= Beginning of Section =

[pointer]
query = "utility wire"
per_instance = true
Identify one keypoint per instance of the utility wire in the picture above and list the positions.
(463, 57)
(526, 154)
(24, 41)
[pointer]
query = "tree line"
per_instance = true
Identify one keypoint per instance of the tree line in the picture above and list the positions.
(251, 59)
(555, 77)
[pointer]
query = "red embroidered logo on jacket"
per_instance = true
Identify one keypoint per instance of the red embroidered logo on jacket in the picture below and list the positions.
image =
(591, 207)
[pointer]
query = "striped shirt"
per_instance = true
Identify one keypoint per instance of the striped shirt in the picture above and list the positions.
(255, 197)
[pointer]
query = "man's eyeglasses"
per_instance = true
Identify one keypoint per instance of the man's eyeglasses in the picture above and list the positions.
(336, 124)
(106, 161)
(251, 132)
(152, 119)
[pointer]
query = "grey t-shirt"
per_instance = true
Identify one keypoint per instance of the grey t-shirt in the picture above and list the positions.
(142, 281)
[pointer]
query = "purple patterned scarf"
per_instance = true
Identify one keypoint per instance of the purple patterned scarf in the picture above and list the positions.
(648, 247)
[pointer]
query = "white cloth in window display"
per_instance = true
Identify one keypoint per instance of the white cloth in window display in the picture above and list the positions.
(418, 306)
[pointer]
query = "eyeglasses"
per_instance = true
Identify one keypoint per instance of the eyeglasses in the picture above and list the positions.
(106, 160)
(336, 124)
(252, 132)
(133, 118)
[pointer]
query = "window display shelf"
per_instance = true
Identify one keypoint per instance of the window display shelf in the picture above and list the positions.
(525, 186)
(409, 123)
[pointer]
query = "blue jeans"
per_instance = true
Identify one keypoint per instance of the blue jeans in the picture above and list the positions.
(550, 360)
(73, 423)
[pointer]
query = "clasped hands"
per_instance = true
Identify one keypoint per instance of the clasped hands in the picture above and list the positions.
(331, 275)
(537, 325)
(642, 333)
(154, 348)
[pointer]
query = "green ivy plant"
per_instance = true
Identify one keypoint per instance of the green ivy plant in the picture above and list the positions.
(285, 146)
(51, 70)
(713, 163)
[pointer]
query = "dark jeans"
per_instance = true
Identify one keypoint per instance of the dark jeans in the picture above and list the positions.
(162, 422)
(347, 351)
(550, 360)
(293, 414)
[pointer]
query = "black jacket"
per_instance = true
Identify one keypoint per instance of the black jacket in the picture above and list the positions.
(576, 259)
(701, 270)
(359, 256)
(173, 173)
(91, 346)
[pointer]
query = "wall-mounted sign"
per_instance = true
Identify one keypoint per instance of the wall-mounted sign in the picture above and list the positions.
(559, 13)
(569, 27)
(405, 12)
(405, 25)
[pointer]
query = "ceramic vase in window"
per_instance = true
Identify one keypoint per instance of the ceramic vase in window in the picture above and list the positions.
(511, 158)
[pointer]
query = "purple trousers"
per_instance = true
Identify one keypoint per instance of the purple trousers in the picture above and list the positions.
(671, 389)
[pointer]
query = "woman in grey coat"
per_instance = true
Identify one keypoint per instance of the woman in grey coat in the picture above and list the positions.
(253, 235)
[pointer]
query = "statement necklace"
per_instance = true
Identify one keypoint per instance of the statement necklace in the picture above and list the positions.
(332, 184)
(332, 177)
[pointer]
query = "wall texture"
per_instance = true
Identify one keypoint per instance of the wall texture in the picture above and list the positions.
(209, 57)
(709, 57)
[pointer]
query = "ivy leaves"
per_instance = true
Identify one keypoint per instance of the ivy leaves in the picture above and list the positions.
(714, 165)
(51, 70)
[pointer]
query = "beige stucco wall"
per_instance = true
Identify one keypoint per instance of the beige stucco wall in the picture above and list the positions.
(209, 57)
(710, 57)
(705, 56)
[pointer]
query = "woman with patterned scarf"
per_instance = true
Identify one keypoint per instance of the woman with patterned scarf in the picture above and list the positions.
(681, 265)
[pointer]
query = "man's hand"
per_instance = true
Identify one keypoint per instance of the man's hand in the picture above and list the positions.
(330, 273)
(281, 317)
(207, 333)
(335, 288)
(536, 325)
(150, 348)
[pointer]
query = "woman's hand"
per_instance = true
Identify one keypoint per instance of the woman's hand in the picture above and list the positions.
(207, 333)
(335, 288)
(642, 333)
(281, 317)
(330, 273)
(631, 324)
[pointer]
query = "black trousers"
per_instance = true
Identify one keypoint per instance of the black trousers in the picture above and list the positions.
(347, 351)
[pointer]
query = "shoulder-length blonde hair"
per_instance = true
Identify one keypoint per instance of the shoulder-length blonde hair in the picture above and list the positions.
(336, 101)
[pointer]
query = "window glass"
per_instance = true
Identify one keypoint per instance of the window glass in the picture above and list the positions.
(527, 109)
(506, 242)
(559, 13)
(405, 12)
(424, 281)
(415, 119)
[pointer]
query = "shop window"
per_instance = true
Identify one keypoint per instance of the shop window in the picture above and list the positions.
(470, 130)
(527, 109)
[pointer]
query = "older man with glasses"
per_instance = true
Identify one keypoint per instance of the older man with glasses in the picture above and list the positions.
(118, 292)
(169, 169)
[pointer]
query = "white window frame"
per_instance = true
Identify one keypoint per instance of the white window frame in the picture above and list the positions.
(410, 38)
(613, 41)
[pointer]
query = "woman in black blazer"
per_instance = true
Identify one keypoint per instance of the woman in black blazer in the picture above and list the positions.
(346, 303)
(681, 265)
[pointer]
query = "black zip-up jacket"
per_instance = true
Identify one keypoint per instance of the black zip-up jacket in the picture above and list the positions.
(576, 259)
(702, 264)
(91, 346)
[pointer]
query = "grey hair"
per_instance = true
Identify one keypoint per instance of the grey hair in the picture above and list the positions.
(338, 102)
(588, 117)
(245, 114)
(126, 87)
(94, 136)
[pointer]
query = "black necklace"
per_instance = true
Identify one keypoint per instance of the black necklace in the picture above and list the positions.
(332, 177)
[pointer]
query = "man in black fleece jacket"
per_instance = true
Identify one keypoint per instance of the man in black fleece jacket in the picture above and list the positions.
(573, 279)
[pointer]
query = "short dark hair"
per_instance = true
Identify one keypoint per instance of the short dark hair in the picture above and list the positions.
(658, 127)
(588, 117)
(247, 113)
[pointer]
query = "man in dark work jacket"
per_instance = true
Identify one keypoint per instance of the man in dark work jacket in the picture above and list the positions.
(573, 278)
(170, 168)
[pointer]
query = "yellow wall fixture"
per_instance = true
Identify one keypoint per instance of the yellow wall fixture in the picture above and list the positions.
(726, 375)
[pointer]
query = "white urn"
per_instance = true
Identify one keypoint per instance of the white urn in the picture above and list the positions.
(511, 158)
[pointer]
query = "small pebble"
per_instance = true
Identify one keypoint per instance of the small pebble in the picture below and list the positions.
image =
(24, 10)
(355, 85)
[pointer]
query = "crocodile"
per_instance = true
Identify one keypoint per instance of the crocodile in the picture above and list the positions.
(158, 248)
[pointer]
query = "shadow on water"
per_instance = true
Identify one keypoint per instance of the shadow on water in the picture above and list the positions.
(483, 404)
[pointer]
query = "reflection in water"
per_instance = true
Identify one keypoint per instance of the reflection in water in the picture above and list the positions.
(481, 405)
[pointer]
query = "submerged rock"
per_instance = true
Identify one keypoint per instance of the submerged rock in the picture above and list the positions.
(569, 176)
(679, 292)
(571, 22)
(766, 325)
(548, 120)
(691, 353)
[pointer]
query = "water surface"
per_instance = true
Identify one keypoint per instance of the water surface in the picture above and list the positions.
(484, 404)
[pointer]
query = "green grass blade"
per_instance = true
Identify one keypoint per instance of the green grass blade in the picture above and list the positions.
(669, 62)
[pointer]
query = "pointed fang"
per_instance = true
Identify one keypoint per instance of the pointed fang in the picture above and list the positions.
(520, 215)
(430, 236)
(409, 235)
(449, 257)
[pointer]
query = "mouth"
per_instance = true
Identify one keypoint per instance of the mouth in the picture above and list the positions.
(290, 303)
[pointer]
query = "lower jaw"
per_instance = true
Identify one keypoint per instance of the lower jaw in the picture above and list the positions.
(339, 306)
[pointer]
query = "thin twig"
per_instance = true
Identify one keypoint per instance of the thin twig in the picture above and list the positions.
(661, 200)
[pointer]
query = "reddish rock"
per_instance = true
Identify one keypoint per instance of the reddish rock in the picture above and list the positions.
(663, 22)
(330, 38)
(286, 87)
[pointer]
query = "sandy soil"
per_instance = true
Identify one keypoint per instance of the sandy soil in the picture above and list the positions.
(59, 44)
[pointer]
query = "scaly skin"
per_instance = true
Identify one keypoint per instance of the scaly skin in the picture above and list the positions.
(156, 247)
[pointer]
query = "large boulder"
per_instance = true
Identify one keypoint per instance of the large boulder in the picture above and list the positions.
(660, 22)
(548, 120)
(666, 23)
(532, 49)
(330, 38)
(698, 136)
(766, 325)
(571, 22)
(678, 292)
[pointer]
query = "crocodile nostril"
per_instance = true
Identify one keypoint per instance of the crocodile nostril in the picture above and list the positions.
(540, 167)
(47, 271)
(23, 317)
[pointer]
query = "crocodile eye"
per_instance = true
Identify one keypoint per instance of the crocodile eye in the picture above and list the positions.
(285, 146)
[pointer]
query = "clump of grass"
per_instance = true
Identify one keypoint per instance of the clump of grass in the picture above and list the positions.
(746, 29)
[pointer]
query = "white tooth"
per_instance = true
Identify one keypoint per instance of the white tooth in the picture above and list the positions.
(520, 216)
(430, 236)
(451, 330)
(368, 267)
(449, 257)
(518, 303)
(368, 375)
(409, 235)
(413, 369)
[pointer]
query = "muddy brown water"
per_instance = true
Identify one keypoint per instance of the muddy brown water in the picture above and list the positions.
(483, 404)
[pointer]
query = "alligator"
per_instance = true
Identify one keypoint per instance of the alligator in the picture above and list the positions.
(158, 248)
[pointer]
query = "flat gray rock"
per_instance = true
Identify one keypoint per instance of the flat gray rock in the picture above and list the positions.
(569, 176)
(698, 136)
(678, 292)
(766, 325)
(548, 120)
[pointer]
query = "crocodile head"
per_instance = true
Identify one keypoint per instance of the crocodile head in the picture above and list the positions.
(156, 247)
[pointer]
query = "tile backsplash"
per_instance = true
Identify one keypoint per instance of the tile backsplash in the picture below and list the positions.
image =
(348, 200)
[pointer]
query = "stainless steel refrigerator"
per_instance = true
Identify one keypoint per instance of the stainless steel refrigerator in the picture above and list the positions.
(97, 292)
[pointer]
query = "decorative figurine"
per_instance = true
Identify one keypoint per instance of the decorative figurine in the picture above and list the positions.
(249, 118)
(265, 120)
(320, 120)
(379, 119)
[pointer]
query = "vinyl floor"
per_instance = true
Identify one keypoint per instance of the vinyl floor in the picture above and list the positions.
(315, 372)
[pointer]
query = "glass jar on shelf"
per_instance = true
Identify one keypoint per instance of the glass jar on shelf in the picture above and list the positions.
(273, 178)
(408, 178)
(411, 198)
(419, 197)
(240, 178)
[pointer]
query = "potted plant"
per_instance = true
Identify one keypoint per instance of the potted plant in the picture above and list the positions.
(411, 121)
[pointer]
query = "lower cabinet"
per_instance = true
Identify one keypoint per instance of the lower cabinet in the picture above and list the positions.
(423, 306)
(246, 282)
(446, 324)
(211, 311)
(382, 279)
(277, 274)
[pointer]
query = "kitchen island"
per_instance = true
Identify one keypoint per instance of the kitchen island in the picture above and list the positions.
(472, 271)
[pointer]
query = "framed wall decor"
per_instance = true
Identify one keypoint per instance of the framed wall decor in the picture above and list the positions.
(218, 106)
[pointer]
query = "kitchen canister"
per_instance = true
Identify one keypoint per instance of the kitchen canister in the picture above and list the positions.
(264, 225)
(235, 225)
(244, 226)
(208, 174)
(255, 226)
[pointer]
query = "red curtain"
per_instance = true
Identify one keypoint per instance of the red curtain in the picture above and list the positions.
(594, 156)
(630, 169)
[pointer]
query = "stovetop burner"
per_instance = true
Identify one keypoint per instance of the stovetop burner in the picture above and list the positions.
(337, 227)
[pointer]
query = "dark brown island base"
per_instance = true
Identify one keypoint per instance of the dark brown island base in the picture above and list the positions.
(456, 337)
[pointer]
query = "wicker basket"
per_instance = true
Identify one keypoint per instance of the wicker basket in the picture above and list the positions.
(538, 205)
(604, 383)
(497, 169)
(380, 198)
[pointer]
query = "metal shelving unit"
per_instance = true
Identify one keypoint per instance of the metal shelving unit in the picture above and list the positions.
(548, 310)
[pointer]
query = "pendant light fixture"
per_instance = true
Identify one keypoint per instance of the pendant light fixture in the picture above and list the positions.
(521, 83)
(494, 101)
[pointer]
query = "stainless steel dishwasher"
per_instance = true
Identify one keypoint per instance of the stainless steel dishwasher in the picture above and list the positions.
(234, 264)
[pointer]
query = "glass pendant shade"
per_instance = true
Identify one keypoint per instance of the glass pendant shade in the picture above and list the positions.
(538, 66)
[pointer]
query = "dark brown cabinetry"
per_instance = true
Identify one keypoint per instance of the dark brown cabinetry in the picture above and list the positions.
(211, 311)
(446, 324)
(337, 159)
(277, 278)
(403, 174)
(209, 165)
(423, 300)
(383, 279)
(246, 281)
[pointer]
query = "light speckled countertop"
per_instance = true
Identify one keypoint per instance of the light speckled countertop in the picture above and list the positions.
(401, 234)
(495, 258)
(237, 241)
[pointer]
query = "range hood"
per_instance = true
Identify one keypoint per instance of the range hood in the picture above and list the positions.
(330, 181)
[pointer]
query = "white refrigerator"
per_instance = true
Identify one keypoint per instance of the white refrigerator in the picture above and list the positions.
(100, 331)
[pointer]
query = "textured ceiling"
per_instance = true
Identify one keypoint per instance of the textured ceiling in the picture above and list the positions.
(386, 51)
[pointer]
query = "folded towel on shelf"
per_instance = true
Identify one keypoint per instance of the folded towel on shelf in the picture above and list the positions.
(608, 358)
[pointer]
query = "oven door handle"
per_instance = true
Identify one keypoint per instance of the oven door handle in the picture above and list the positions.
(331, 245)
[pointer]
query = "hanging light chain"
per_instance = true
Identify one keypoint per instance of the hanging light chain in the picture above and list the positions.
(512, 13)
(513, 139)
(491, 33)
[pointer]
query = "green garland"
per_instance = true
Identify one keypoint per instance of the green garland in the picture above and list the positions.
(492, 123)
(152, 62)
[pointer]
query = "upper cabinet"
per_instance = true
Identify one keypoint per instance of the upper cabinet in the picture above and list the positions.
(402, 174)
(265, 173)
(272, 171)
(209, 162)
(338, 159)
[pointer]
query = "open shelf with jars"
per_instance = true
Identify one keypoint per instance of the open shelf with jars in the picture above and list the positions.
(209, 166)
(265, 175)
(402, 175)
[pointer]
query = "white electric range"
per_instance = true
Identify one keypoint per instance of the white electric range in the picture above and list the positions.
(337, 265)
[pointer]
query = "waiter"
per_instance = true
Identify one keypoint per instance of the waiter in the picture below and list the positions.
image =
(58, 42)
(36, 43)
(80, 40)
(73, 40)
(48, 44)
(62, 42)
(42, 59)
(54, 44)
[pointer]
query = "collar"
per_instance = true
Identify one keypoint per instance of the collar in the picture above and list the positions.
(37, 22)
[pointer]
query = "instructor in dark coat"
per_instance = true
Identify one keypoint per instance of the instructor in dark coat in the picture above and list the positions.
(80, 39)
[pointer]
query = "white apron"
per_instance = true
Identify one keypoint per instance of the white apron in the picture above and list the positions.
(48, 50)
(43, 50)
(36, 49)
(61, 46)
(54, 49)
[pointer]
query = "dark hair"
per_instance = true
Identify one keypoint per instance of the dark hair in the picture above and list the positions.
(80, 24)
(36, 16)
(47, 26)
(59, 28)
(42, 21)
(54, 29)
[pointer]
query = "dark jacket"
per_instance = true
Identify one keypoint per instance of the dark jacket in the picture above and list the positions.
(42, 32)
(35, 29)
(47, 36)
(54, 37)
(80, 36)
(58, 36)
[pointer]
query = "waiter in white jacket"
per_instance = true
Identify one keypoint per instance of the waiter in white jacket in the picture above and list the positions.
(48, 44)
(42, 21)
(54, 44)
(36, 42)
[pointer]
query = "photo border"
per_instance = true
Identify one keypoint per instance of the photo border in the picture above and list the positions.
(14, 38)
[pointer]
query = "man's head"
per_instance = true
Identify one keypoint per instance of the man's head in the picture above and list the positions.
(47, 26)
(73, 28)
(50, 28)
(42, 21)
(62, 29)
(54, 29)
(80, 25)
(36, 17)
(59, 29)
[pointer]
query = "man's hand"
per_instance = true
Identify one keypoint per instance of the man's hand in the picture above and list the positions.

= End of Section =

■ AIM OF THE TASK:
Identify every line above that includes the word "backsplash", and show those lines.

■ RESULT OF THIS EXERCISE:
query = "tile backsplash"
Identify one keypoint per instance of the tile backsplash in the picture below and list the positions.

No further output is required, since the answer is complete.